◆ **The task**
Once every line in the data that follows has been checked for the word "photo", give only the number of lines that hold it.
= Beginning of Section =
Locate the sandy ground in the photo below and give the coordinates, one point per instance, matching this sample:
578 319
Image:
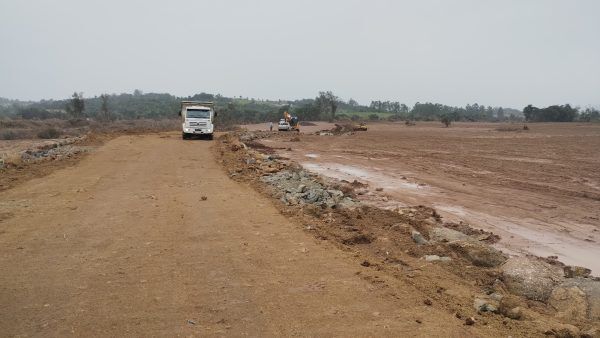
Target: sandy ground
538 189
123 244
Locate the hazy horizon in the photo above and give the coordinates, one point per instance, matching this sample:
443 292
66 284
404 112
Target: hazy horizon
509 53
= End of Section =
= Beginning of Section =
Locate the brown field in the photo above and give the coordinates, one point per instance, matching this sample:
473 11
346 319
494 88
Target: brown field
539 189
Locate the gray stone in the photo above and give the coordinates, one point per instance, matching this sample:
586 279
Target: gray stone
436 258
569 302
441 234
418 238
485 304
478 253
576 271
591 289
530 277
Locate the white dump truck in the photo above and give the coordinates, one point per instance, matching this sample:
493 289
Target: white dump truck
= End of Section =
= Beginning of Section =
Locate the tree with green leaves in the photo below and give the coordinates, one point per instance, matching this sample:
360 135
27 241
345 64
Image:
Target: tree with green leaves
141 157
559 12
= End of Section =
◆ **Solution for this task**
6